Page extract:
Valuing a restaurant is different than valuing a tech company which is different than valuing a manufacturing company which is different than valuing a real estate holding company. This much should be obvious, but hastily drafted shareholders’ agreements can be prone to the inclusion of valuation “formulas” which are inappropriate for the nature of the business at hand.

Problem #3: Reported “earnings” metrics may be distorted

A valuation formula that is based simply on reported “earnings” or “net income” (or some other variant thereof) may fail to address a common valuation issue: the ‘normalization’ of a company’s earnings.

Suppose Victor is a 30% shareholder exiting a company that earned $500,000 in pre-tax earnings in each of the last three years. The company’s shareholders’ agreement includes a “valuation formula” stating that the company should be valued at 5 times the average pre-tax income for the last three years.

Based on the wording of the agreement, Victor’s math is easy: $500,000 × 5 = an implied company value of $2,500,000. Based on Victor’s 30% shareholding, his shares should be purchased at $750,000 [$2,500,000 × 30%].

However, what this valuation formula fails to address is that Victor and his partners took large bonuses in each of the last three years totalling $250,000 in each year. The company didn’t need to pay these bonuses to the shareholders; this was done simply for tax planning purposes in order to reduce the company’s taxable income to the small business deduction limit. Otherwise, the company may have opted to take these amounts as dividends (which would not have reduced the company’s pre-tax income).

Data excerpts
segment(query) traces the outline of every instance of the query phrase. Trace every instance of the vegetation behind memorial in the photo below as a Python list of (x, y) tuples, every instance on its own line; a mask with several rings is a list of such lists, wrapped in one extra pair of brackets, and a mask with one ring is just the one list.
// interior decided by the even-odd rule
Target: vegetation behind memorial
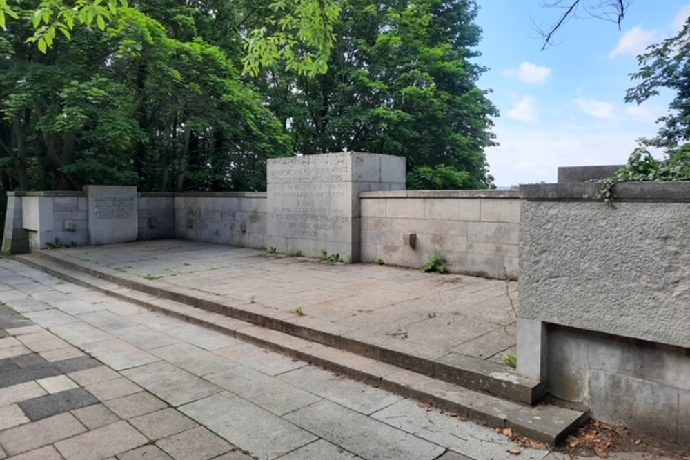
[(0, 32), (6, 190), (258, 190), (268, 158), (344, 149), (407, 157), (414, 187), (491, 185), (497, 114), (475, 85), (471, 0), (342, 2), (325, 74), (284, 59), (256, 77), (243, 37), (287, 16), (269, 1), (143, 0), (45, 53), (32, 18), (59, 2), (0, 3), (17, 17)]

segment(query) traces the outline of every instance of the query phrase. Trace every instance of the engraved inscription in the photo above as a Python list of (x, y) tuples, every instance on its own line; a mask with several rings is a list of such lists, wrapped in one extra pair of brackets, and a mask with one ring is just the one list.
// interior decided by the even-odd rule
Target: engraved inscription
[(124, 195), (100, 195), (95, 197), (93, 206), (96, 219), (112, 220), (134, 217), (136, 197)]

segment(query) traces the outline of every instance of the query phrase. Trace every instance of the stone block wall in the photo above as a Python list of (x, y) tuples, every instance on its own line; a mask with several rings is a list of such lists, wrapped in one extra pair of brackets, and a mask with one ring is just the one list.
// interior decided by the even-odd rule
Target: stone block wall
[(419, 268), (438, 249), (451, 272), (518, 278), (517, 192), (368, 192), (360, 199), (363, 262)]
[(10, 192), (8, 195), (21, 199), (21, 205), (15, 201), (14, 206), (21, 206), (29, 249), (56, 243), (88, 243), (88, 213), (83, 193)]
[(690, 443), (690, 183), (525, 186), (518, 371)]
[(186, 193), (175, 197), (177, 238), (266, 248), (266, 193)]
[(139, 241), (175, 237), (175, 194), (139, 193)]

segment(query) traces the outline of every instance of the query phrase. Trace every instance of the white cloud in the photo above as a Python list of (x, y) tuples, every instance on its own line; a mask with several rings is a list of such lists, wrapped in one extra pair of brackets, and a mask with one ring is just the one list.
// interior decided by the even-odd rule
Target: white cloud
[(518, 67), (504, 70), (503, 74), (511, 78), (517, 78), (524, 83), (539, 84), (549, 79), (551, 75), (551, 69), (546, 66), (538, 66), (525, 61)]
[(595, 99), (573, 99), (584, 113), (596, 118), (613, 118), (613, 104)]
[(658, 36), (656, 30), (645, 30), (641, 26), (635, 26), (620, 37), (618, 44), (609, 53), (609, 57), (613, 59), (625, 54), (637, 56), (654, 43)]
[(673, 18), (673, 30), (675, 32), (679, 32), (683, 28), (689, 16), (690, 16), (690, 5), (683, 7), (683, 9)]
[(537, 104), (535, 103), (534, 99), (529, 94), (524, 96), (508, 112), (508, 116), (513, 120), (523, 123), (535, 123), (537, 121)]

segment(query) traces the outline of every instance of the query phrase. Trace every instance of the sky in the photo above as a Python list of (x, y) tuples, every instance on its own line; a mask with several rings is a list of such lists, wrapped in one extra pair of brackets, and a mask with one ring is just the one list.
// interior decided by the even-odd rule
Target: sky
[(571, 20), (544, 51), (535, 25), (554, 22), (560, 10), (541, 0), (477, 3), (484, 32), (475, 62), (489, 68), (478, 85), (493, 91), (500, 112), (493, 128), (500, 145), (486, 150), (497, 186), (555, 182), (558, 166), (623, 164), (635, 139), (653, 137), (672, 94), (638, 106), (624, 103), (625, 90), (635, 84), (637, 55), (680, 30), (690, 0), (636, 0), (620, 30)]

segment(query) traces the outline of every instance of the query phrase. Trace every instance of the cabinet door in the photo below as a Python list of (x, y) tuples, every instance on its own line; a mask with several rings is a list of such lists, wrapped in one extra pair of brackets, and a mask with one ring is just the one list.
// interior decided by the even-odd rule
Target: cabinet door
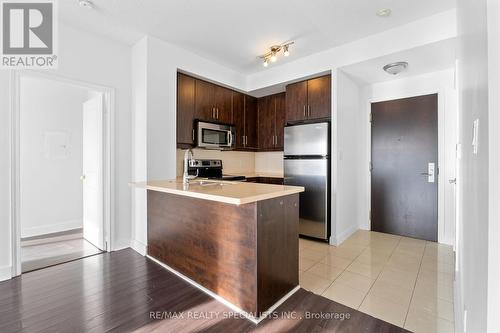
[(257, 104), (259, 110), (259, 149), (269, 150), (274, 148), (274, 99), (272, 96), (262, 97), (259, 98)]
[(245, 146), (247, 148), (259, 147), (257, 128), (257, 98), (245, 95)]
[(177, 144), (194, 145), (195, 79), (177, 74)]
[(196, 80), (195, 117), (201, 120), (215, 120), (215, 86), (209, 82)]
[(286, 121), (307, 118), (307, 81), (286, 86)]
[(233, 122), (232, 97), (231, 90), (215, 86), (215, 119), (218, 122), (226, 124)]
[(308, 118), (329, 118), (332, 112), (331, 76), (307, 81)]
[(236, 148), (245, 147), (245, 96), (233, 91), (233, 123), (236, 127)]
[(281, 93), (274, 95), (275, 107), (276, 107), (276, 139), (274, 146), (277, 149), (283, 149), (284, 144), (284, 132), (285, 132), (285, 114), (286, 114), (286, 94)]

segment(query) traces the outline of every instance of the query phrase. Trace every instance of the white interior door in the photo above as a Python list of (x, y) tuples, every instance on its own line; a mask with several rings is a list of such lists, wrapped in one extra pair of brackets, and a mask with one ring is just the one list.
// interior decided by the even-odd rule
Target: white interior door
[(103, 95), (83, 103), (83, 237), (104, 250)]

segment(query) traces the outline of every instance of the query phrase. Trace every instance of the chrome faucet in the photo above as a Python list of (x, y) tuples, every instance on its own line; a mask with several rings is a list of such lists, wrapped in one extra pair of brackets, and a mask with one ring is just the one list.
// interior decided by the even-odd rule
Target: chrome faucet
[(188, 184), (190, 179), (195, 179), (196, 177), (198, 177), (198, 171), (196, 172), (196, 175), (190, 175), (188, 173), (190, 156), (191, 159), (194, 157), (193, 151), (191, 149), (188, 149), (184, 153), (184, 173), (182, 174), (182, 183), (184, 184)]

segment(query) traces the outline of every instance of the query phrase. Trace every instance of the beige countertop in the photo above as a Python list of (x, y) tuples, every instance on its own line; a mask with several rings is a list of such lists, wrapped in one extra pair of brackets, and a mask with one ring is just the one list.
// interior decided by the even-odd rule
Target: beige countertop
[(228, 176), (245, 176), (247, 178), (255, 178), (255, 177), (269, 177), (269, 178), (283, 178), (283, 173), (277, 172), (228, 172), (224, 175)]
[(256, 184), (234, 181), (191, 180), (184, 185), (181, 179), (152, 180), (131, 183), (131, 186), (191, 198), (242, 205), (304, 192), (300, 186)]

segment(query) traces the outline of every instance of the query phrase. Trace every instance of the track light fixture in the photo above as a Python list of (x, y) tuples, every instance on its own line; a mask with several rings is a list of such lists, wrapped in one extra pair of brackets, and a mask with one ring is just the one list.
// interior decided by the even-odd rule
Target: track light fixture
[(294, 44), (294, 42), (288, 42), (281, 45), (273, 45), (270, 47), (270, 51), (266, 54), (259, 56), (259, 58), (264, 59), (262, 65), (264, 67), (269, 66), (269, 62), (276, 62), (278, 60), (278, 53), (283, 50), (283, 55), (288, 57), (290, 55), (290, 45)]

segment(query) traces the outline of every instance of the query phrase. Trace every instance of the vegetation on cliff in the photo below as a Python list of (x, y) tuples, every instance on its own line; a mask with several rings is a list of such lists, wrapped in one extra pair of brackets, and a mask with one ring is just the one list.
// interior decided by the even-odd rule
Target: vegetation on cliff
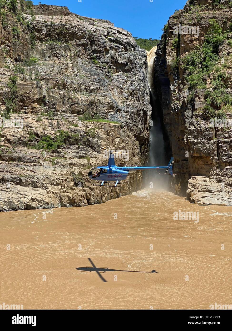
[(160, 40), (158, 39), (143, 39), (142, 38), (138, 38), (135, 37), (134, 39), (139, 46), (141, 48), (144, 48), (146, 51), (149, 51), (155, 46), (156, 46)]

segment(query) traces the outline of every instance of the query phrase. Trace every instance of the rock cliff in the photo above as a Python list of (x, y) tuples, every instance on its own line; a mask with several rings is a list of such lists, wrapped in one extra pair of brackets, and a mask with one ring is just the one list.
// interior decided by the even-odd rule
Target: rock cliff
[(140, 173), (116, 189), (86, 175), (107, 164), (103, 147), (128, 151), (120, 165), (147, 160), (146, 51), (66, 7), (1, 0), (0, 9), (0, 211), (84, 206), (141, 188)]
[(190, 0), (163, 32), (154, 85), (176, 162), (173, 191), (195, 203), (231, 206), (232, 1)]

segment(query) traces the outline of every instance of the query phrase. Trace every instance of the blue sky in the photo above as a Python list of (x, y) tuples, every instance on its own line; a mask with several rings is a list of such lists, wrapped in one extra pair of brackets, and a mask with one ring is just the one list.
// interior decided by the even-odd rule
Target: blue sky
[[(80, 1), (81, 0), (79, 0)], [(159, 39), (161, 29), (187, 0), (45, 0), (42, 3), (65, 6), (81, 16), (108, 20), (134, 37)], [(151, 1), (151, 2), (150, 2)], [(38, 1), (34, 1), (35, 5)]]

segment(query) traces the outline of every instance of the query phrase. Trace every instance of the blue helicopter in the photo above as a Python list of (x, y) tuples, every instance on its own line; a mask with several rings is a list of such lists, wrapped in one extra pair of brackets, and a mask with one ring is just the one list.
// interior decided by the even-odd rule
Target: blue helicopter
[[(146, 170), (149, 169), (166, 169), (165, 173), (160, 174), (169, 174), (173, 176), (174, 158), (172, 158), (166, 166), (117, 166), (115, 165), (114, 153), (111, 151), (107, 166), (101, 166), (91, 169), (88, 174), (89, 178), (99, 182), (94, 184), (95, 186), (108, 186), (116, 187), (124, 180), (130, 171), (134, 170)], [(122, 153), (123, 154), (123, 153)], [(101, 182), (101, 184), (100, 183)], [(112, 184), (113, 185), (111, 185)]]

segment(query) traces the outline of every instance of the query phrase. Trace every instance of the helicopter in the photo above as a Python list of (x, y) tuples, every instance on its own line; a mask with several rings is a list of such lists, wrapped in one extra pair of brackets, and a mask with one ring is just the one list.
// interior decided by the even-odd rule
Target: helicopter
[(172, 176), (174, 174), (173, 166), (175, 162), (173, 157), (171, 158), (168, 165), (166, 166), (117, 166), (115, 165), (115, 161), (114, 154), (116, 152), (112, 150), (109, 151), (107, 166), (100, 166), (93, 168), (88, 174), (89, 178), (97, 182), (97, 184), (93, 184), (94, 186), (116, 187), (120, 184), (121, 181), (126, 179), (130, 171), (134, 170), (155, 169), (157, 171), (157, 169), (166, 169), (164, 174), (169, 174)]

Activity:
Please rewrite the passage on business valuation between "A valuation formula" and "[$2,500,000 × 30%].", inclusive, putting "pricing formula" wherever "valuation formula" appears. None of this material is used.

Your solution:
A pricing formula that is based simply on reported “earnings” or “net income” (or some other variant thereof) may fail to address a common valuation issue: the ‘normalization’ of a company’s earnings.

Suppose Victor is a 30% shareholder exiting a company that earned $500,000 in pre-tax earnings in each of the last three years. The company’s shareholders’ agreement includes a “pricing formula” stating that the company should be valued at 5 times the average pre-tax income for the last three years.

Based on the wording of the agreement, Victor’s math is easy: $500,000 × 5 = an implied company value of $2,500,000. Based on Victor’s 30% shareholding, his shares should be purchased at $750,000 [$2,500,000 × 30%].